• Activity:
Could you write out the data that follows, exactly and in full?

• Study material:
Start of Block

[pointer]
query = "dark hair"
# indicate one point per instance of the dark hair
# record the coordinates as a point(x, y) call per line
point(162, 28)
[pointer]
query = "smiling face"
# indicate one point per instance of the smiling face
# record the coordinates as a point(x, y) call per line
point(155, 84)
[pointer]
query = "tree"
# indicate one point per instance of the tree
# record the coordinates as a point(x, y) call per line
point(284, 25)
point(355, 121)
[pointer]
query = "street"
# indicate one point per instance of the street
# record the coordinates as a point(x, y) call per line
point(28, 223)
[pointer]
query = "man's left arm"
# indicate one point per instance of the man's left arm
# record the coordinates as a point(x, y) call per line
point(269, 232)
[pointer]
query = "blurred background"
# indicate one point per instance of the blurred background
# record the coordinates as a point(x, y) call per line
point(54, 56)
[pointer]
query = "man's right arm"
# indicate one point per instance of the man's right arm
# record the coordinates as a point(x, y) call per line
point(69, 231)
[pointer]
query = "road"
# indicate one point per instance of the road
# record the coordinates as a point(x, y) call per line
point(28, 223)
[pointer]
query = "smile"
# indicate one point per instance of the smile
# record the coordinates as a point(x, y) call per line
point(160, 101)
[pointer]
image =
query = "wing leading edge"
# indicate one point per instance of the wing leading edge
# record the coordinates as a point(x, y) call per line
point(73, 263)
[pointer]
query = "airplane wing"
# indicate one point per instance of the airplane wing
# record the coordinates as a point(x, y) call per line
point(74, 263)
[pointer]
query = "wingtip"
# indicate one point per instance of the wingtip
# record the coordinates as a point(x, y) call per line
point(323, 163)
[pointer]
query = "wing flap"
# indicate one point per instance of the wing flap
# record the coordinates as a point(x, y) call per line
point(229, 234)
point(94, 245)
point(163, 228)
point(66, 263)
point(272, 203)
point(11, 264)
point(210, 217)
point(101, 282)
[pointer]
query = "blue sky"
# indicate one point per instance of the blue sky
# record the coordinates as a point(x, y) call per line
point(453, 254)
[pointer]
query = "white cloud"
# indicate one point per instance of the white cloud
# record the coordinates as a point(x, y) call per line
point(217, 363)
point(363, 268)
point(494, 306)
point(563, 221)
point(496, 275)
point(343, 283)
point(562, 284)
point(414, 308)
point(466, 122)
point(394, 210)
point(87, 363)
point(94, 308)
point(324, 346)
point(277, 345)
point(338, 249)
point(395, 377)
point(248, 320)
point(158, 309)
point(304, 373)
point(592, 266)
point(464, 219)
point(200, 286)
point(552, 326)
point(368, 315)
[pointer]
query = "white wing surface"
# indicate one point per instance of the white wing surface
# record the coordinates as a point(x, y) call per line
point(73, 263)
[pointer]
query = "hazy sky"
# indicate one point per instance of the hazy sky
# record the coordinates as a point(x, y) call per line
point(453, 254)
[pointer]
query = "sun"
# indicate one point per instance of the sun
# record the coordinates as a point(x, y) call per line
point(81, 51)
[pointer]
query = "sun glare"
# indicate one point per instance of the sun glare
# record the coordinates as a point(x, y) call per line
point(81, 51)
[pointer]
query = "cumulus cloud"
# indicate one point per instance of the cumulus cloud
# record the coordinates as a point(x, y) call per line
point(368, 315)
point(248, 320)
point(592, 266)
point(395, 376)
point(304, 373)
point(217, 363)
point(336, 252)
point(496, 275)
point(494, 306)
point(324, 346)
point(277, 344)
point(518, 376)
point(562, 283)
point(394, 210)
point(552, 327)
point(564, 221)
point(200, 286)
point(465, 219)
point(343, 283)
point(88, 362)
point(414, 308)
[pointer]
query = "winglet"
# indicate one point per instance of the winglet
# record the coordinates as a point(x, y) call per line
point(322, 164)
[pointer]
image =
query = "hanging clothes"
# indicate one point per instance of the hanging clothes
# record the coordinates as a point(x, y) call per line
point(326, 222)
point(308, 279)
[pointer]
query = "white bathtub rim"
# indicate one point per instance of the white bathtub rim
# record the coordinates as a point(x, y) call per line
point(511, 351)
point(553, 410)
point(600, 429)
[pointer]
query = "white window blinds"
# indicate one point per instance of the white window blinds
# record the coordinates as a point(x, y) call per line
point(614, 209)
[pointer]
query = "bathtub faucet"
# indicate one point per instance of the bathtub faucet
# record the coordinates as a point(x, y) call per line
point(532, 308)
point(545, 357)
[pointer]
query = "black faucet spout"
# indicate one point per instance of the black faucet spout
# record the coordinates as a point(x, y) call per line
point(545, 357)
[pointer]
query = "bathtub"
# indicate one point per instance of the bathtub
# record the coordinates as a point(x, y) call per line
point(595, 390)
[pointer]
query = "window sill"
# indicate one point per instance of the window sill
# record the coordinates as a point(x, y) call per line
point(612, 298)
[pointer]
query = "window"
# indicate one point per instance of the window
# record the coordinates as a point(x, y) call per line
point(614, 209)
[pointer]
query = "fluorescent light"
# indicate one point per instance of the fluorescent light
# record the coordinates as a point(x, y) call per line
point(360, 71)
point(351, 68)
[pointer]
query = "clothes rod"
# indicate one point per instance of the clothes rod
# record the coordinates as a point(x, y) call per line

End of Block

• Result for this task:
[pointer]
query = "dark hair"
# indicate one point per instance of the dark hair
# record the coordinates as a point(x, y) call per line
point(162, 28)
[pointer]
query = "smiling face"
# indicate one point per instance of the smiling face
# record the coordinates as a point(x, y) call per line
point(155, 84)
[pointer]
query = "tree"
# indicate one point per instance of the tree
# record the coordinates as a point(x, y) call per line
point(284, 25)
point(355, 121)
[pointer]
query = "street"
# indicate one point per instance of the street
# record the coordinates as a point(x, y) call per line
point(28, 223)
[pointer]
query = "man's left arm"
# indicate one point per instance of the man's left arm
# record the coordinates as a point(x, y) call per line
point(269, 232)
[pointer]
query = "blurred background"
# indicate one point per instance of the blurred background
# record the coordinates as a point(x, y) call per line
point(54, 56)
[pointer]
query = "man's right arm"
# indicate one point per instance of the man's right arm
# record the coordinates as a point(x, y) call per line
point(69, 231)
[pointer]
query = "road"
# indicate one point per instance of the road
# record the coordinates as a point(x, y) call per line
point(28, 223)
[pointer]
query = "smile"
# indicate one point per instance of the smile
# record the coordinates as a point(x, y) call per line
point(160, 101)
[pointer]
image =
query = "wing leading edge"
# indicate one point per instance of the wing leading edge
# record the coordinates as a point(x, y) call per line
point(73, 263)
[pointer]
query = "airplane wing"
# indicate one point per instance of the airplane wing
# record the coordinates as a point(x, y) call per line
point(74, 263)
[pointer]
query = "wingtip"
# indicate one point per instance of the wingtip
# record the coordinates as a point(x, y) call per line
point(323, 163)
[pointer]
query = "wing flap"
# indicate one point per instance of the wing flap
# record the coordinates as a point(x, y) call per line
point(229, 234)
point(94, 245)
point(163, 228)
point(66, 263)
point(272, 203)
point(11, 264)
point(210, 217)
point(101, 282)
[pointer]
query = "blue sky"
# indicate one point per instance of the blue sky
# record the coordinates as a point(x, y) call per line
point(453, 254)
[pointer]
query = "white cloud"
# indicate one point per instance of the white cloud
# record the coordinates as a point(x, y) call per line
point(217, 363)
point(363, 268)
point(494, 306)
point(563, 221)
point(496, 275)
point(343, 283)
point(562, 284)
point(414, 308)
point(466, 122)
point(394, 210)
point(87, 363)
point(94, 308)
point(324, 346)
point(277, 345)
point(338, 249)
point(395, 377)
point(248, 320)
point(158, 309)
point(304, 373)
point(592, 266)
point(464, 219)
point(200, 286)
point(552, 326)
point(368, 315)
[pointer]
query = "white wing surface"
# indicate one point per instance of the white wing surface
# record the coordinates as a point(x, y) call per line
point(73, 263)
[pointer]
query = "hazy sky"
# indicate one point per instance of the hazy sky
# record the coordinates as a point(x, y) call per line
point(453, 254)
[pointer]
query = "sun"
# indicate one point per instance of the sun
# record the coordinates as a point(x, y) call per line
point(81, 51)
[pointer]
query = "sun glare"
# indicate one point per instance of the sun glare
# record the coordinates as a point(x, y) call per line
point(81, 51)
[pointer]
query = "cumulus cloud"
# indicate one point per instance of the cumulus cloud
# record the coordinates as a point(x, y) call per line
point(368, 315)
point(248, 320)
point(592, 266)
point(395, 376)
point(304, 373)
point(217, 363)
point(336, 252)
point(496, 275)
point(494, 306)
point(324, 346)
point(277, 344)
point(518, 376)
point(562, 283)
point(394, 210)
point(552, 327)
point(564, 221)
point(200, 286)
point(465, 219)
point(343, 283)
point(88, 362)
point(414, 308)
[pointer]
query = "winglet"
# indicate one point per instance of the winglet
# record the coordinates as a point(x, y) call per line
point(322, 164)
[pointer]
image =
query = "hanging clothes"
# indicate one point per instance of the hanging clothes
# record the coordinates as a point(x, y) call per line
point(326, 222)
point(308, 279)
[pointer]
query = "white bathtub rim"
# indicate one point per instance of the white bathtub rim
# record the coordinates as a point(x, y) call per line
point(511, 351)
point(553, 410)
point(600, 429)
[pointer]
query = "white window blinds"
# indicate one point per instance of the white window blinds
# record the coordinates as a point(x, y) call per line
point(614, 209)
[pointer]
query = "bathtub faucet"
# indicate one point per instance of the bathtub faucet
# record the coordinates as a point(x, y) call per line
point(532, 308)
point(545, 357)
[pointer]
query = "black faucet spout"
# indicate one point per instance of the black faucet spout
# record the coordinates as a point(x, y) call per line
point(545, 357)
[pointer]
query = "bathtub"
# indicate one point per instance of the bathtub
# record the coordinates as a point(x, y) call per line
point(595, 390)
[pointer]
query = "window sill"
# indicate one point per instance of the window sill
# record the coordinates as a point(x, y) call per line
point(612, 298)
[pointer]
query = "window"
# indicate one point per instance of the window
# record the coordinates as a point(x, y) call per line
point(614, 209)
[pointer]
query = "fluorescent light"
# indicate one point per instance of the fluorescent light
# record the coordinates as a point(x, y) call per line
point(360, 71)
point(351, 68)
[pointer]
query = "clothes rod"
# indicate one point per instance of the clothes rod
# record the coordinates as a point(x, y) call per line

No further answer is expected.